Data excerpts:
---
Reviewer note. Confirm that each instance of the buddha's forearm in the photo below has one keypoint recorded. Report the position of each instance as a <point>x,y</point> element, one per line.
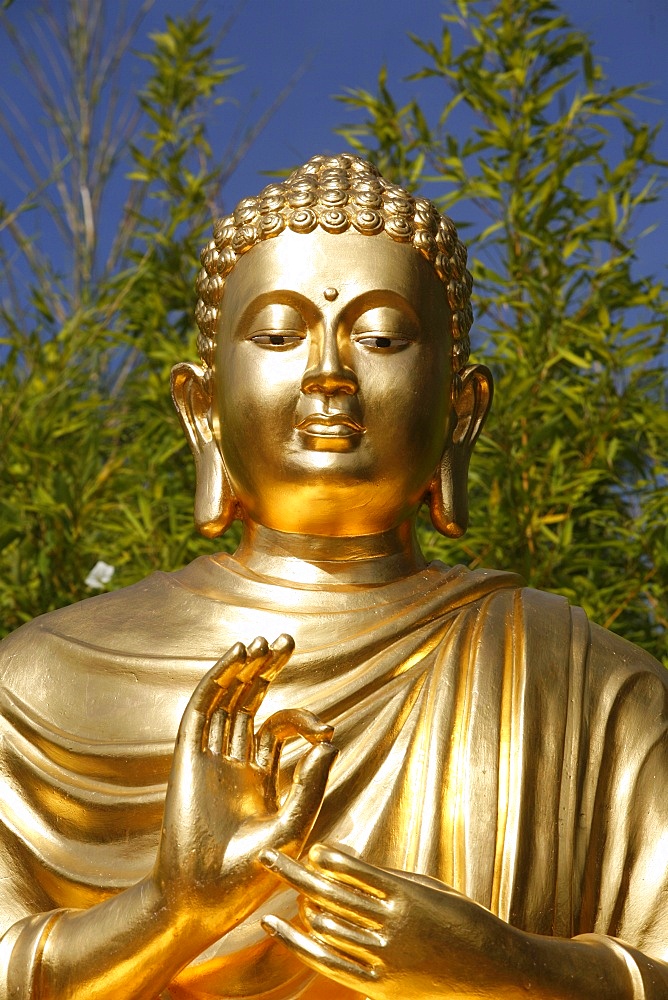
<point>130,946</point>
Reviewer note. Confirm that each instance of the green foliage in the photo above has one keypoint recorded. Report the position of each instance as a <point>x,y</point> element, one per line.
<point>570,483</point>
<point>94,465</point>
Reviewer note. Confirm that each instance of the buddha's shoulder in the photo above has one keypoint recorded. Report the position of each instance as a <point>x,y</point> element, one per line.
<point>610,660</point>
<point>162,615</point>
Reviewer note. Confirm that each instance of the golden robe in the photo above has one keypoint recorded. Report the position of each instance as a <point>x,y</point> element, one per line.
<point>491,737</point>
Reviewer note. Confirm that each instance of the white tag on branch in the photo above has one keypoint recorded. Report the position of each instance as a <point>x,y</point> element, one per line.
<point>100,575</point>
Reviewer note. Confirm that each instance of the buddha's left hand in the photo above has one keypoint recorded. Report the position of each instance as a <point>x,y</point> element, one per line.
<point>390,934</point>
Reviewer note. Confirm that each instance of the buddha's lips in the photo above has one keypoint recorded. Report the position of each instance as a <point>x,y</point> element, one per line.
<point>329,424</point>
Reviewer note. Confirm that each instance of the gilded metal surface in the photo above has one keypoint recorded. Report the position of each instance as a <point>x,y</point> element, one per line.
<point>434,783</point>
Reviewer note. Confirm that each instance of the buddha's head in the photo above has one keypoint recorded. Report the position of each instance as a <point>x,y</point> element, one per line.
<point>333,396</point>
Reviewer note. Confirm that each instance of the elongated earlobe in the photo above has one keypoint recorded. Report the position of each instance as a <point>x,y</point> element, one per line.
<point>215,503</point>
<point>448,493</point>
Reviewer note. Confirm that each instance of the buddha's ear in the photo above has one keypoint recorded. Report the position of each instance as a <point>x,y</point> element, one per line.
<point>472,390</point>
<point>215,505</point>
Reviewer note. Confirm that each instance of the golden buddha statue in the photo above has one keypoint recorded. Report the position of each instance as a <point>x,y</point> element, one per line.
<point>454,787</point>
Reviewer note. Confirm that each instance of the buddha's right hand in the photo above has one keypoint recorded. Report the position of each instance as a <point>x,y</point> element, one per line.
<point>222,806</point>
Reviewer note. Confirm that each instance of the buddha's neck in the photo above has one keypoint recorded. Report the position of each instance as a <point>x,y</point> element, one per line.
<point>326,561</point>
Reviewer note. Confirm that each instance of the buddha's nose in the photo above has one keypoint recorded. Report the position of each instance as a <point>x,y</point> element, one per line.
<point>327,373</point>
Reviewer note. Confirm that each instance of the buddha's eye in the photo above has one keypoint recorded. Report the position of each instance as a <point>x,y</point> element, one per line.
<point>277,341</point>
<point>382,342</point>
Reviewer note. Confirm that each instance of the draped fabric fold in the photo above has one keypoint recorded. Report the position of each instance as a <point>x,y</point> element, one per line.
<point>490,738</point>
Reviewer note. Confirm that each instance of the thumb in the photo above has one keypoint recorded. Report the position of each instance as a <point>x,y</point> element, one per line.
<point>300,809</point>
---
[INSTRUCTIONS TO FOLLOW]: Output the entries exactly as they appear, with no pictures included.

[FINISHED EXERCISE]:
Reviewer note. Confirm that each instance of the buddha's forearm in the photo below has one keypoint recorded. Report the position of each instance as a <point>x,y</point> element, one per line.
<point>130,946</point>
Reviewer note. Confirm that each instance of the green foliage in the photo above has one keypoint recorded. Report the position of each instance as a <point>x,y</point> element, one per line.
<point>570,483</point>
<point>94,465</point>
Reviewer note. Confirm that each instance of the buddha's shoulder in the photo above has one keypoint recorded. Report the position of each instance as a <point>x,y</point> element, one per line.
<point>610,660</point>
<point>162,615</point>
Reviewer note. Confirm that each instance of the golden robe in the photo above has one keypoint recorded. Report the position of each instance as a <point>x,y</point> element, one per line.
<point>491,737</point>
Reviewer note. Confirm that each instance of the white tag on branch in the photo above has one keypoint recorded. Report the position of each instance as a <point>x,y</point> element, one per line.
<point>100,575</point>
Reviewer note. Confirm that each instance of the buddha's left hand in the photo above has one keypoint recorded. Report the position of each instance as a <point>x,y</point> element, one per line.
<point>390,934</point>
Reviewer note. Confirm that each instance of the buddha's lips in the photo above has one keypoint recorded. Report the position of each instance as a <point>x,y</point> element, one per line.
<point>329,424</point>
Reviewer note. Confirm that each instance of the gilded metal surface in the photo above has one keypoint recorded. Report the position of each instance as a <point>x,y</point> element, one per line.
<point>434,783</point>
Reviewer note. Confirm that each instance of the buddha's head in the photo above has one keypoint recorded. Report the position of each instance as a <point>x,y</point> element, one per line.
<point>333,396</point>
Reviewer note. Confirm that each instance of the elongated earlobe in the photo above has one keypoint recorded. Report the position of each instance as a <point>x,y</point> element, one per line.
<point>215,503</point>
<point>448,493</point>
Reviewer note. Confirm that each instance of the buddha's ear in the photo above has one keypoint recorded. Report the position of each instance as a <point>x,y</point> element, one per line.
<point>472,390</point>
<point>215,505</point>
Reviewer note. Confirm that each instance of the golden buddha statue in the photo above has one keypoint recorded. Report the position of each instance as a <point>x,y</point> element, one per line.
<point>454,787</point>
Reviewer note. Confirm that each instance of the buddha's right hand in the photo above has one keypoint recorded. Report the position of each instance as a <point>x,y</point> element, one per line.
<point>222,806</point>
Reviewer note. Confirm that each instance of the buddha's neck in the photo above has one keypoint recorded. Report the position of each instance as a <point>x,y</point> element, one per line.
<point>326,561</point>
Reviewer note. Confirm that each instance of the buddha's nose in the photo above has one keypoint recorded. Report the position of each instance as a <point>x,y</point> element, one per line.
<point>327,373</point>
Reviewer note. Confirm that each instance of the buddha's eye in the photo above has one keypoint recorded. Report the position of each instance as a <point>x,y</point> element, one per line.
<point>277,341</point>
<point>382,342</point>
Reviewer note. Confirm that each instance of the draped fabric fold in the photo above has one keypoint recorded. Report the position of each instance as a <point>x,y</point> element, one per line.
<point>490,738</point>
Reviewer note. Confirm that each instance of the thumb in the photo above has one keypoint recorded. Report the position of each instance as a <point>x,y</point> element, one per line.
<point>300,809</point>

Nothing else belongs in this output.